* [Exercise objective]
Gather all lines in the entries below that include the word "tree".

* [Data listing]
▽
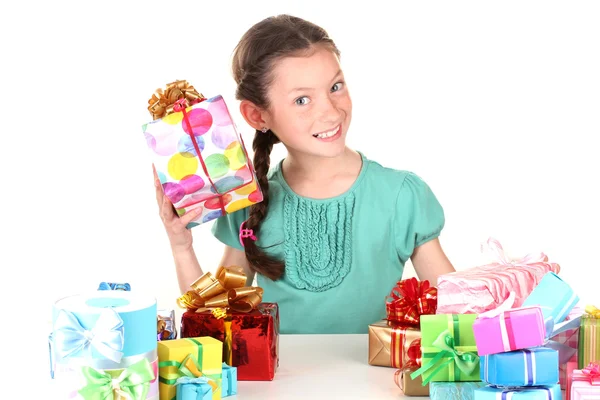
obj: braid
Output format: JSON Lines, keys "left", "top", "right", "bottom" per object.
{"left": 242, "top": 129, "right": 285, "bottom": 280}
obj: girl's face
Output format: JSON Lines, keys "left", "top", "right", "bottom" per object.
{"left": 265, "top": 45, "right": 352, "bottom": 159}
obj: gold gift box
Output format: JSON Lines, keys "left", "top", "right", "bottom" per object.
{"left": 368, "top": 320, "right": 421, "bottom": 368}
{"left": 397, "top": 365, "right": 430, "bottom": 396}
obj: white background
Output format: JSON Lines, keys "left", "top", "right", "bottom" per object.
{"left": 1, "top": 1, "right": 599, "bottom": 394}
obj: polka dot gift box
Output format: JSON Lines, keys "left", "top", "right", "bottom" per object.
{"left": 143, "top": 80, "right": 264, "bottom": 228}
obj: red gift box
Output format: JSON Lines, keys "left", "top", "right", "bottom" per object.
{"left": 181, "top": 303, "right": 279, "bottom": 381}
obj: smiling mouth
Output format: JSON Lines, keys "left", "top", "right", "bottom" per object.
{"left": 312, "top": 125, "right": 341, "bottom": 138}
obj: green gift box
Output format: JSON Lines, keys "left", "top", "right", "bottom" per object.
{"left": 411, "top": 314, "right": 480, "bottom": 385}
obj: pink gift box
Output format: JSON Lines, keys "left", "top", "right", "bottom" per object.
{"left": 436, "top": 238, "right": 560, "bottom": 315}
{"left": 568, "top": 366, "right": 600, "bottom": 400}
{"left": 562, "top": 353, "right": 578, "bottom": 391}
{"left": 473, "top": 305, "right": 546, "bottom": 356}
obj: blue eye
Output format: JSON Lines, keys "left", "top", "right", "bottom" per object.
{"left": 331, "top": 82, "right": 344, "bottom": 92}
{"left": 295, "top": 96, "right": 310, "bottom": 106}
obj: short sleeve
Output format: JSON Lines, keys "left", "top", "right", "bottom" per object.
{"left": 211, "top": 207, "right": 249, "bottom": 251}
{"left": 393, "top": 172, "right": 445, "bottom": 262}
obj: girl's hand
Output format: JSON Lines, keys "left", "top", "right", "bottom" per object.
{"left": 153, "top": 165, "right": 201, "bottom": 251}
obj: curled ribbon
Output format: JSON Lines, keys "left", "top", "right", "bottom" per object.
{"left": 410, "top": 329, "right": 479, "bottom": 385}
{"left": 176, "top": 266, "right": 263, "bottom": 315}
{"left": 581, "top": 362, "right": 600, "bottom": 385}
{"left": 147, "top": 80, "right": 205, "bottom": 120}
{"left": 406, "top": 338, "right": 422, "bottom": 368}
{"left": 386, "top": 278, "right": 437, "bottom": 325}
{"left": 482, "top": 237, "right": 561, "bottom": 273}
{"left": 78, "top": 358, "right": 155, "bottom": 400}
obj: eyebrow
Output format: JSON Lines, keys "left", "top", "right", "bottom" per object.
{"left": 288, "top": 69, "right": 343, "bottom": 94}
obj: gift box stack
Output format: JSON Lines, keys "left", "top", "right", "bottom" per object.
{"left": 177, "top": 266, "right": 279, "bottom": 382}
{"left": 370, "top": 238, "right": 592, "bottom": 400}
{"left": 368, "top": 277, "right": 437, "bottom": 395}
{"left": 470, "top": 270, "right": 581, "bottom": 399}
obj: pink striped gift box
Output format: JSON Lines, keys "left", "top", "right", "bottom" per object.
{"left": 437, "top": 238, "right": 560, "bottom": 315}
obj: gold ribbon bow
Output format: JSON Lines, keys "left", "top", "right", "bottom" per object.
{"left": 147, "top": 80, "right": 206, "bottom": 120}
{"left": 177, "top": 266, "right": 263, "bottom": 315}
{"left": 585, "top": 305, "right": 600, "bottom": 318}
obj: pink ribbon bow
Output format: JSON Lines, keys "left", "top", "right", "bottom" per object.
{"left": 581, "top": 362, "right": 600, "bottom": 385}
{"left": 483, "top": 238, "right": 559, "bottom": 272}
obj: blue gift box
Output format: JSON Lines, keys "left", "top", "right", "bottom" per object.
{"left": 480, "top": 347, "right": 559, "bottom": 387}
{"left": 474, "top": 384, "right": 561, "bottom": 399}
{"left": 521, "top": 272, "right": 578, "bottom": 324}
{"left": 431, "top": 382, "right": 488, "bottom": 400}
{"left": 175, "top": 377, "right": 215, "bottom": 400}
{"left": 221, "top": 363, "right": 238, "bottom": 397}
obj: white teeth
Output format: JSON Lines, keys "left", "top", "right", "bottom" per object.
{"left": 314, "top": 126, "right": 339, "bottom": 139}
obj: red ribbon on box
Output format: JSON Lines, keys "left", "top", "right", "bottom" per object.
{"left": 173, "top": 98, "right": 226, "bottom": 215}
{"left": 394, "top": 339, "right": 422, "bottom": 389}
{"left": 386, "top": 278, "right": 437, "bottom": 369}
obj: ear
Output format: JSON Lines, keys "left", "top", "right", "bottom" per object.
{"left": 240, "top": 100, "right": 269, "bottom": 131}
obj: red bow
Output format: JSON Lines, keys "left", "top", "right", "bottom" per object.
{"left": 386, "top": 278, "right": 437, "bottom": 325}
{"left": 405, "top": 338, "right": 422, "bottom": 368}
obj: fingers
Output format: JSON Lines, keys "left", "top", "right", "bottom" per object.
{"left": 160, "top": 192, "right": 176, "bottom": 220}
{"left": 179, "top": 206, "right": 203, "bottom": 226}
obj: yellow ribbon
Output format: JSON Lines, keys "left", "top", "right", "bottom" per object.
{"left": 586, "top": 305, "right": 600, "bottom": 318}
{"left": 177, "top": 266, "right": 263, "bottom": 314}
{"left": 147, "top": 80, "right": 206, "bottom": 120}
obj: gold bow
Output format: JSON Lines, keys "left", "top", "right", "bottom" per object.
{"left": 147, "top": 80, "right": 206, "bottom": 120}
{"left": 586, "top": 305, "right": 600, "bottom": 318}
{"left": 177, "top": 266, "right": 263, "bottom": 315}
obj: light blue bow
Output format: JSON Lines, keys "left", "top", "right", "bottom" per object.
{"left": 543, "top": 314, "right": 581, "bottom": 364}
{"left": 175, "top": 376, "right": 215, "bottom": 400}
{"left": 52, "top": 308, "right": 124, "bottom": 362}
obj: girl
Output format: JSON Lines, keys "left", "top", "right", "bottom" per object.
{"left": 153, "top": 14, "right": 456, "bottom": 334}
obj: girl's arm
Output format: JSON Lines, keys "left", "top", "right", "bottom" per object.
{"left": 154, "top": 166, "right": 255, "bottom": 293}
{"left": 410, "top": 238, "right": 456, "bottom": 285}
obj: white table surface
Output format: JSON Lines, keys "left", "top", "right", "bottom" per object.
{"left": 228, "top": 334, "right": 418, "bottom": 400}
{"left": 39, "top": 334, "right": 419, "bottom": 399}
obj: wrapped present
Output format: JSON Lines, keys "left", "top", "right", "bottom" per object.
{"left": 553, "top": 307, "right": 583, "bottom": 388}
{"left": 565, "top": 357, "right": 579, "bottom": 400}
{"left": 578, "top": 305, "right": 600, "bottom": 369}
{"left": 474, "top": 384, "right": 561, "bottom": 399}
{"left": 430, "top": 382, "right": 488, "bottom": 400}
{"left": 394, "top": 338, "right": 430, "bottom": 396}
{"left": 562, "top": 353, "right": 578, "bottom": 391}
{"left": 410, "top": 314, "right": 480, "bottom": 384}
{"left": 157, "top": 337, "right": 223, "bottom": 400}
{"left": 158, "top": 309, "right": 178, "bottom": 341}
{"left": 221, "top": 363, "right": 238, "bottom": 397}
{"left": 437, "top": 238, "right": 560, "bottom": 314}
{"left": 178, "top": 266, "right": 279, "bottom": 381}
{"left": 569, "top": 362, "right": 600, "bottom": 400}
{"left": 369, "top": 278, "right": 437, "bottom": 368}
{"left": 142, "top": 80, "right": 263, "bottom": 228}
{"left": 522, "top": 271, "right": 578, "bottom": 325}
{"left": 480, "top": 348, "right": 559, "bottom": 387}
{"left": 396, "top": 365, "right": 429, "bottom": 396}
{"left": 473, "top": 293, "right": 546, "bottom": 356}
{"left": 98, "top": 282, "right": 131, "bottom": 291}
{"left": 49, "top": 291, "right": 159, "bottom": 399}
{"left": 175, "top": 376, "right": 218, "bottom": 400}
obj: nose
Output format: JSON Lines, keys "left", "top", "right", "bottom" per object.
{"left": 319, "top": 94, "right": 342, "bottom": 123}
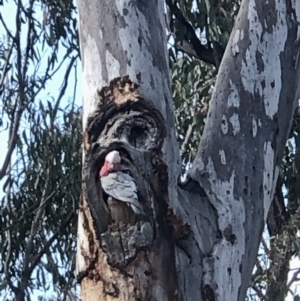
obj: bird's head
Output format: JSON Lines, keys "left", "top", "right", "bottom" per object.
{"left": 99, "top": 150, "right": 121, "bottom": 177}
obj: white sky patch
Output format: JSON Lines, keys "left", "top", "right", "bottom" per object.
{"left": 241, "top": 0, "right": 287, "bottom": 120}
{"left": 287, "top": 257, "right": 300, "bottom": 300}
{"left": 219, "top": 150, "right": 227, "bottom": 165}
{"left": 252, "top": 118, "right": 258, "bottom": 137}
{"left": 228, "top": 80, "right": 240, "bottom": 108}
{"left": 229, "top": 113, "right": 241, "bottom": 135}
{"left": 221, "top": 115, "right": 228, "bottom": 134}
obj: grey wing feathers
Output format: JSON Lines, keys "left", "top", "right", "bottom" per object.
{"left": 101, "top": 171, "right": 145, "bottom": 215}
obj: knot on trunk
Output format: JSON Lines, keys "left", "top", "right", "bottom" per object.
{"left": 81, "top": 76, "right": 173, "bottom": 269}
{"left": 84, "top": 75, "right": 166, "bottom": 152}
{"left": 100, "top": 221, "right": 153, "bottom": 268}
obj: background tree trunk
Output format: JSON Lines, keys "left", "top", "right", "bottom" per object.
{"left": 76, "top": 0, "right": 300, "bottom": 301}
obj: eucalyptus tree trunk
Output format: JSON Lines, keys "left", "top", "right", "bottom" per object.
{"left": 76, "top": 0, "right": 300, "bottom": 300}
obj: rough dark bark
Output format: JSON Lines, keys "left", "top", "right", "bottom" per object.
{"left": 77, "top": 77, "right": 177, "bottom": 300}
{"left": 76, "top": 0, "right": 300, "bottom": 300}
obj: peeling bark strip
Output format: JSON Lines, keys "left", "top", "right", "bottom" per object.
{"left": 77, "top": 76, "right": 177, "bottom": 301}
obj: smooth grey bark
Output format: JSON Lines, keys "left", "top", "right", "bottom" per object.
{"left": 76, "top": 0, "right": 300, "bottom": 300}
{"left": 186, "top": 0, "right": 300, "bottom": 300}
{"left": 76, "top": 0, "right": 180, "bottom": 300}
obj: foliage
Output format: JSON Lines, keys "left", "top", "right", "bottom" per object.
{"left": 167, "top": 0, "right": 239, "bottom": 169}
{"left": 0, "top": 0, "right": 80, "bottom": 300}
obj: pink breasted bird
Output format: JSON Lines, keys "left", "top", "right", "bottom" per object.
{"left": 99, "top": 150, "right": 145, "bottom": 219}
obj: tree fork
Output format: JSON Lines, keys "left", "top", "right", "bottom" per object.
{"left": 76, "top": 76, "right": 178, "bottom": 300}
{"left": 77, "top": 0, "right": 300, "bottom": 300}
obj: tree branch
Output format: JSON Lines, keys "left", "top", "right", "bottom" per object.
{"left": 251, "top": 285, "right": 267, "bottom": 301}
{"left": 166, "top": 0, "right": 224, "bottom": 66}
{"left": 27, "top": 210, "right": 75, "bottom": 277}
{"left": 287, "top": 268, "right": 300, "bottom": 289}
{"left": 0, "top": 42, "right": 13, "bottom": 91}
{"left": 0, "top": 0, "right": 27, "bottom": 180}
{"left": 4, "top": 168, "right": 18, "bottom": 294}
{"left": 20, "top": 176, "right": 52, "bottom": 290}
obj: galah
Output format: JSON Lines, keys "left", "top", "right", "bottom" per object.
{"left": 99, "top": 150, "right": 145, "bottom": 219}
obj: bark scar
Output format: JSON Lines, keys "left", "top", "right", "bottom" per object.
{"left": 81, "top": 76, "right": 174, "bottom": 271}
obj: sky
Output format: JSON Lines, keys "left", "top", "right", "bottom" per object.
{"left": 0, "top": 1, "right": 81, "bottom": 300}
{"left": 1, "top": 1, "right": 300, "bottom": 301}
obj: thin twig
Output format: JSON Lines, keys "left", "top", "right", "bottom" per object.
{"left": 21, "top": 0, "right": 35, "bottom": 81}
{"left": 4, "top": 165, "right": 18, "bottom": 294}
{"left": 180, "top": 122, "right": 195, "bottom": 154}
{"left": 251, "top": 284, "right": 267, "bottom": 301}
{"left": 0, "top": 0, "right": 27, "bottom": 180}
{"left": 261, "top": 236, "right": 270, "bottom": 256}
{"left": 287, "top": 268, "right": 300, "bottom": 288}
{"left": 0, "top": 13, "right": 15, "bottom": 40}
{"left": 1, "top": 183, "right": 60, "bottom": 233}
{"left": 52, "top": 55, "right": 78, "bottom": 122}
{"left": 67, "top": 290, "right": 78, "bottom": 301}
{"left": 20, "top": 175, "right": 51, "bottom": 291}
{"left": 27, "top": 211, "right": 75, "bottom": 276}
{"left": 0, "top": 42, "right": 13, "bottom": 90}
{"left": 0, "top": 106, "right": 25, "bottom": 180}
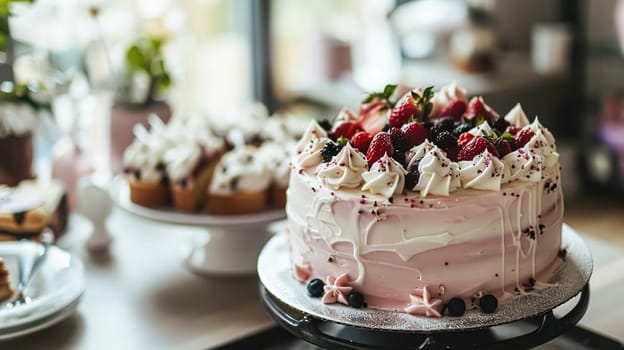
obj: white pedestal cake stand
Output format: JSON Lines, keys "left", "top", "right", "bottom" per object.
{"left": 112, "top": 177, "right": 285, "bottom": 276}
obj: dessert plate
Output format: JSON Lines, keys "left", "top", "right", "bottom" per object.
{"left": 257, "top": 224, "right": 592, "bottom": 332}
{"left": 0, "top": 241, "right": 84, "bottom": 333}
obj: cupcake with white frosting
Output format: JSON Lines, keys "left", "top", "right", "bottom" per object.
{"left": 206, "top": 146, "right": 271, "bottom": 214}
{"left": 258, "top": 141, "right": 295, "bottom": 208}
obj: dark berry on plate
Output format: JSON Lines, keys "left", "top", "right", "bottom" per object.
{"left": 366, "top": 132, "right": 394, "bottom": 166}
{"left": 351, "top": 131, "right": 373, "bottom": 154}
{"left": 405, "top": 161, "right": 421, "bottom": 190}
{"left": 347, "top": 291, "right": 365, "bottom": 308}
{"left": 434, "top": 131, "right": 458, "bottom": 151}
{"left": 307, "top": 278, "right": 325, "bottom": 298}
{"left": 492, "top": 115, "right": 510, "bottom": 133}
{"left": 494, "top": 137, "right": 512, "bottom": 157}
{"left": 452, "top": 123, "right": 472, "bottom": 137}
{"left": 439, "top": 99, "right": 467, "bottom": 121}
{"left": 479, "top": 294, "right": 498, "bottom": 313}
{"left": 402, "top": 121, "right": 430, "bottom": 148}
{"left": 446, "top": 298, "right": 466, "bottom": 317}
{"left": 389, "top": 127, "right": 409, "bottom": 152}
{"left": 318, "top": 118, "right": 333, "bottom": 131}
{"left": 321, "top": 141, "right": 341, "bottom": 163}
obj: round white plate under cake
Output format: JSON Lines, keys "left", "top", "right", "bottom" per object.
{"left": 0, "top": 241, "right": 85, "bottom": 340}
{"left": 258, "top": 224, "right": 592, "bottom": 332}
{"left": 111, "top": 176, "right": 285, "bottom": 275}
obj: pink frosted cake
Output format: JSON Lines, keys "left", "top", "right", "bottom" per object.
△
* [Exercise result]
obj: background tree trunk
obj: eucalyptus tree trunk
obj: tree fork
obj: tree branch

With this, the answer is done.